### TEXTE FOURNI
EU ÉGARD À une plainte déposée aux termes du paragraphe 30.11(1) de la Loi sur le Tribunal canadien du commerce extérieur, L.R.C. (1985), ch. 47 (4e suppl.).

PAR

MGIS INC.

CONTRE

LE MINISTÈRE DES TRAVAUX PUBLICS ET DES SERVICES GOUVERNEMENTAUX

DÉCISION

Aux termes du paragraphe 30.13(1) de la Loi sur le Tribunal canadien du commerce extérieur, le Tribunal canadien du commerce extérieur décide de ne pas enquêter sur la plainte.

Rose Ann Ritcey

Rose Ann Ritcey
Membre présidant

L’exposé des motifs suivra à une date ultérieure.

 


EXPOSÉ DES MOTIFS

[1]               En vertu du paragraphe 30.11(1) de la Loi sur le Tribunal canadien du commerce extérieur[1], tout fournisseur potentiel peut, sous réserve du Règlement sur les enquêtes du Tribunal canadien du commerce extérieur sur les marchés publics[2], déposer une plainte auprès du Tribunal canadien du commerce extérieur (le Tribunal) concernant la procédure des marchés publics suivie relativement à un contrat spécifique et lui demander d’enquêter sur cette plainte. En vertu du paragraphe 30.13(1) de la Loi sur le TCCE, après avoir jugé la plainte conforme au paragraphe 30.11(2) de la Loi sur le TCCE et sous réserve du Règlement, le Tribunal détermine s’il y a lieu d’enquêter.

RÉSUMÉ DE LA PLAINTE

[2]               La présente plainte porte sur une demande de propositions (DP) (invitation no M7594-192085) publiée dans le cadre de l’arrangement en matière d’approvisionnement no E60ZT-16TSPS/D pour divers services professionnels, notamment les services d’un expert‑conseil principal en ressources humaines. La DP a été publiée par le ministère des Travaux publics et des Services gouvernementaux (TPSGC) au nom de la Gendarmerie royale du Canada, et s’adressait seulement aux soumissionnaires retenus dans le cadre de l’arrangement en matière d’approvisionnement, dont la plaignante, MGIS Inc.

[3]               La soumission de MGIS a été rejetée au motif que la personne nommée à titre d’expert‑conseil en ressources humaines n’avait pas obtenu le nombre minimum de points requis, du fait que l’attestation présentée n’était pas une attestation professionnelle. MGIS affirme que la personne nommée atteignait bien le nombre minimum de points requis et que TPSGC a fait une interprétation déraisonnable du terme « attestation professionnelle ».

[4]               Pour les motifs exposés ci‑dessous, le Tribunal décide de ne pas enquêter sur la plainte.

FAITS

[5]               TPSGC a publié la DP le 28 mars 2019. Après plusieurs modifications, la DP a pris fin le 22 mai 2019.

### EXERCICE PROPOSÉ A
Énumérez toutes les organisations (entreprises, ministères, organismes) nommées dans la décision du Tribunal.
### EXERCICE PROPOSÉ B
Prolongez la décision du Tribunal au-delà de sa dernière phrase.
Le matériel ne joue aucun rôle ici.

### EXTRAIT SOURCE
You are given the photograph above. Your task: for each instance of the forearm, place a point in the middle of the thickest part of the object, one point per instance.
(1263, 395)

### RÉSULTAT FINAL A
- MGIS Inc.
- Le ministère des Travaux publics et des Services gouvernementaux (TPSGC)
- Le Tribunal canadien du commerce extérieur
- La Gendarmerie royale du Canada

### RÉSULTAT FINAL B
[6]               Les exigences obligatoires de ce marché sont énoncées notamment dans les grilles souples des Services professionnels centrés sur les tâches et les solutions (SPTS) pour chaque volet de services faisant l’objet du marché. Les grilles souples indiquent le nombre minimum de points requis pour chaque niveau d’expertise. Dans le cas de l’expert‑conseil en ressources humaines, le nombre minimum requis est de 95 points[3]. Les points sont accordés en fonction de trois critères : études, attestation professionnelle et nombre d’années d’expérience. La DP contient également un lien vers l’annexe A de l’arrangement en matière d’approvisionnement, dont les parties pertinentes prévoient que « [l]’attestation professionnelle doit être valide et pertinente à la catégorie visée », et qu’« il incombe au soumissionnaire de démontrer sa pertinence avec le travail demandé ».

[7]               Dans sa soumission, MGIS a indiqué qu’une personne nommée à titre d’expert‑conseil en ressources humaines était titulaire d’une attestation obtenue à l’issue du cours Formation sur la délégation de pouvoirs pour les gestionnaires (l’attestation FDP), offert par l’École de la fonction publique du Canada (EFPC). Selon les calculs de MGIS, les points accordés pour l’attestation combinés aux points accordés pour les études et les années d’expérience de la personne nommée permettaient à cette ressource d’atteindre le nombre minimum requis de 95 points.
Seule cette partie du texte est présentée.